═════ DATA FOR THE TASK

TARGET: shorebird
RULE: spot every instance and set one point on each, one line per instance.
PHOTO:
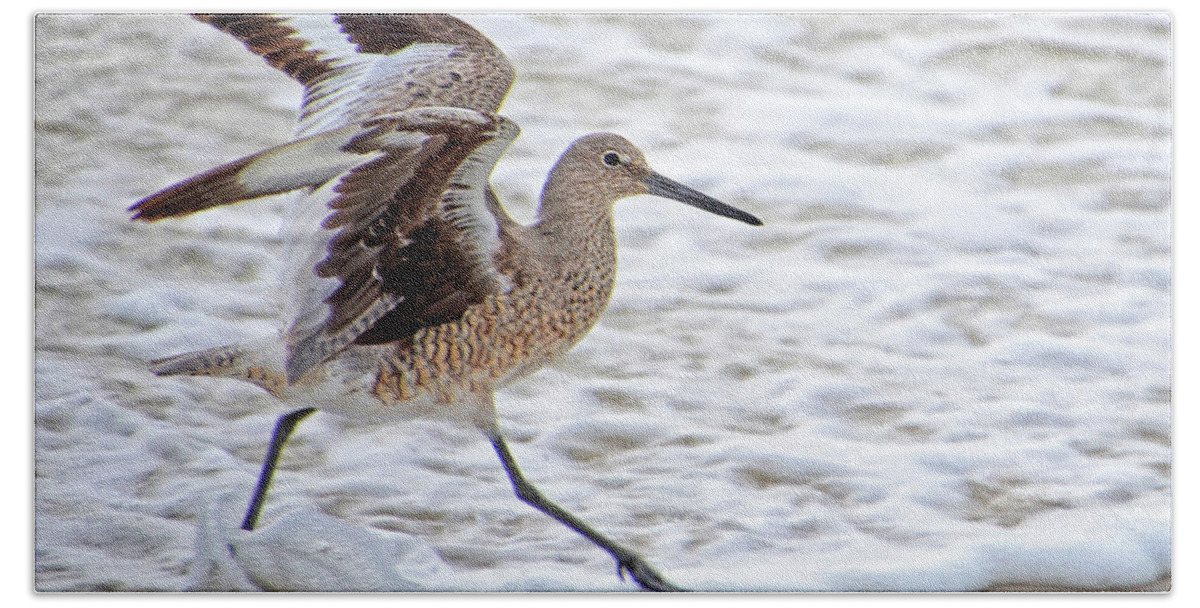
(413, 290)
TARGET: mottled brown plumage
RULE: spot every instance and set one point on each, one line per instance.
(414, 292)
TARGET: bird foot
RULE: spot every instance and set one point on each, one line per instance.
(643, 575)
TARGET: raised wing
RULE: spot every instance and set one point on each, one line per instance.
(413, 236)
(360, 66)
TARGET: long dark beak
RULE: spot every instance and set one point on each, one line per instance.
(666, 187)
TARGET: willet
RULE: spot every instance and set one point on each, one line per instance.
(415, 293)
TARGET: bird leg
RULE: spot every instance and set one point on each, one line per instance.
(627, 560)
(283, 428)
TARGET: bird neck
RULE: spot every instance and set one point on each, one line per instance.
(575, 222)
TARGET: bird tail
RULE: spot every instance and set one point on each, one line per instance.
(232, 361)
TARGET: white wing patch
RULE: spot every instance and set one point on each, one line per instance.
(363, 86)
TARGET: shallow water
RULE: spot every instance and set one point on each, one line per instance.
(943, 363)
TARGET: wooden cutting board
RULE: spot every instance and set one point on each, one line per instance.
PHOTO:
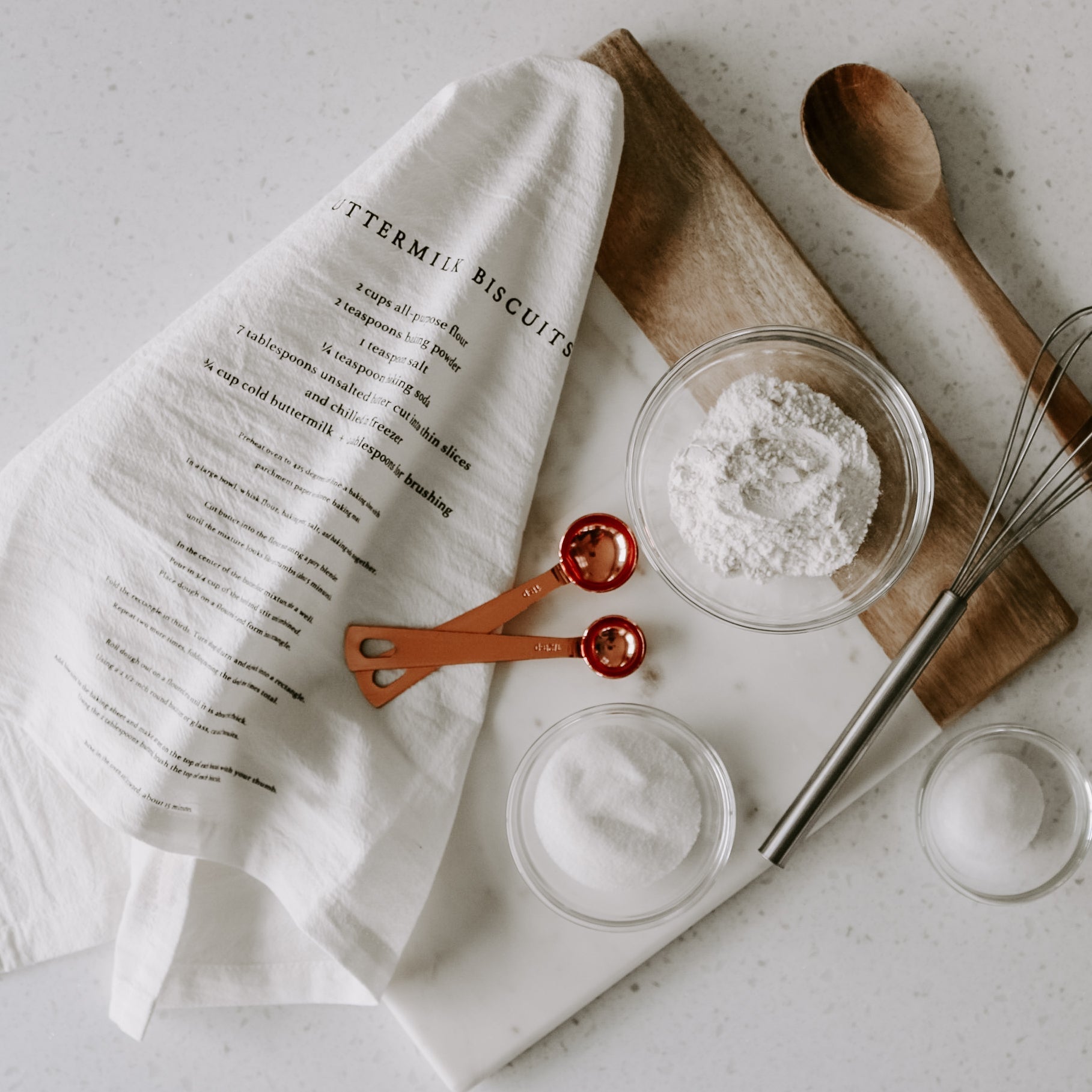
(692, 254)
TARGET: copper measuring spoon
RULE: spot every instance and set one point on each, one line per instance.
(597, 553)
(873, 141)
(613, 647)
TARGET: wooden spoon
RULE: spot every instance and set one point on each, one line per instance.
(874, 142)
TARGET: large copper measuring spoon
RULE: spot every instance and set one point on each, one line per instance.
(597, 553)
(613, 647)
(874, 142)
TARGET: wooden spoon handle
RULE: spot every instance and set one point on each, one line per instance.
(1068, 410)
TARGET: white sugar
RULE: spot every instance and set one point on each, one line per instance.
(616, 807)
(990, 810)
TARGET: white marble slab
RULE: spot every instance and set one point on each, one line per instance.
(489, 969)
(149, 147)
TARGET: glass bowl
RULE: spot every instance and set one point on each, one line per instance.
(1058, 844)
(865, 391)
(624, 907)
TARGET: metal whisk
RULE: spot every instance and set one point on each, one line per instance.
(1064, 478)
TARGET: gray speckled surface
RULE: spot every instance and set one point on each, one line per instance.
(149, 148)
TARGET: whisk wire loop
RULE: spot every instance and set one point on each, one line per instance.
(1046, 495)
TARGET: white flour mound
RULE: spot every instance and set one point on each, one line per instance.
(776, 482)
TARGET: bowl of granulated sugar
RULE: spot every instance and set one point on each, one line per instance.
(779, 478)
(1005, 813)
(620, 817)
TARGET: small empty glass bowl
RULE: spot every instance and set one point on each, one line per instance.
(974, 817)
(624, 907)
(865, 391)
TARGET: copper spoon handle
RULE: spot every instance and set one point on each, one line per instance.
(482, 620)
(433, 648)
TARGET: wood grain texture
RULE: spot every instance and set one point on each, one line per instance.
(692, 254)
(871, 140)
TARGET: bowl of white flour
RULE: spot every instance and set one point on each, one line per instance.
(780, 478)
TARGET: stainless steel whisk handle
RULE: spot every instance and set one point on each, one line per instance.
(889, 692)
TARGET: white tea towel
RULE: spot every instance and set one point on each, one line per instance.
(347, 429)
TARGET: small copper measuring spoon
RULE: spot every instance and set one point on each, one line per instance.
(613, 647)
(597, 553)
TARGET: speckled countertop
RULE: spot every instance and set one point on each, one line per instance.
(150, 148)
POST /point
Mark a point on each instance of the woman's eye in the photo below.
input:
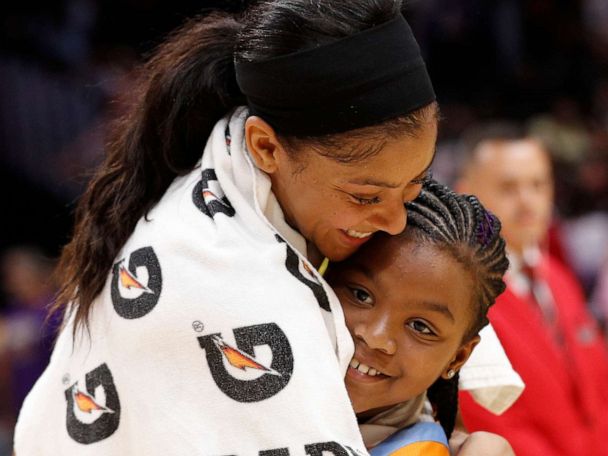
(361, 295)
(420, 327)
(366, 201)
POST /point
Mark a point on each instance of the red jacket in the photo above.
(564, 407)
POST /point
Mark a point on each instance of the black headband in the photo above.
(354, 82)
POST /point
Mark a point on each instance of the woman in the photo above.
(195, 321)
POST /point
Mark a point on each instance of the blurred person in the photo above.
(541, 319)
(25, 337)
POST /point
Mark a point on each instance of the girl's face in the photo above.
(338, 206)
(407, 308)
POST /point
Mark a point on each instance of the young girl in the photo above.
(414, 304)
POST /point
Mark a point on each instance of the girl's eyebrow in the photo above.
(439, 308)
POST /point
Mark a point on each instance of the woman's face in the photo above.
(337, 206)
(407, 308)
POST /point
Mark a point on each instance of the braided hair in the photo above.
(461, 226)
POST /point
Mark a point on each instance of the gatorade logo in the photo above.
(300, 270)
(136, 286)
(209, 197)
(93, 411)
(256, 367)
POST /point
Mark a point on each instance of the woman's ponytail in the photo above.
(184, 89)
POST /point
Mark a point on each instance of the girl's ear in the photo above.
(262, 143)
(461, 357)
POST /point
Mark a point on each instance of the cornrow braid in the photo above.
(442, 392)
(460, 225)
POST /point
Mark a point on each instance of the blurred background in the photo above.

══════════

STATED GOAL. Produce an exact reproduction of the lines from the line containing "TARGET: bowl of white flour" through the last line of the records. Any picture is left out.

EXERCISE ANSWER.
TARGET: bowl of white flour
RULE: spot every instance and set one point on each, one line per instance.
(780, 478)
TARGET: stainless steel whisk handle
RULE: spot every instance and set one point on each, one line per instance.
(889, 692)
TARGET: white tea towel
RULE: spot every instance and set one point on each, one line per instance.
(347, 429)
TARGET: small copper measuring spoon
RULE: spot every instance and set one point on each, one line per instance.
(613, 647)
(597, 553)
TARGET: speckled countertop
RULE: spot every instance and set one point on each, one line per instance.
(150, 148)
POST /point
Mark a point on each instance of the woman's eye in the photo below.
input:
(361, 295)
(420, 327)
(366, 201)
POST /point
Mark a point on each instance of the red jacket in the photo above.
(564, 407)
POST /point
Mark a point on each instance of the black headband in the photo above.
(354, 82)
POST /point
Mark a point on each instance of the woman in the photo above.
(195, 321)
POST /point
Mark a point on each instance of the blurred person in the photo above.
(541, 319)
(25, 337)
POST /point
Mark a point on each instance of the girl's face in the photo above.
(338, 206)
(407, 308)
POST /point
Mark a point on each instance of the young girl in the photo above.
(414, 304)
POST /point
Mark a point on each instance of the girl's eyebrow in the photo above.
(439, 308)
POST /point
Mark a point on each instance of the woman's face in the photo above.
(337, 206)
(407, 308)
POST /point
Mark a point on each instance of the braided hair in the photo above.
(461, 226)
POST /point
Mark a point on each instance of the gatorade logo in the photo above.
(300, 270)
(136, 286)
(209, 197)
(93, 411)
(256, 367)
POST /point
Mark a point on each instance of the woman's ponytail in the photo above.
(184, 89)
POST /point
Mark a point on each instance of the girl's ear in the photo above.
(262, 143)
(461, 357)
POST /point
Mark a point on each instance of the cornrow braid in the photo above.
(442, 392)
(460, 225)
POST /point
Mark a point on each instance of the blurred background in the photo above.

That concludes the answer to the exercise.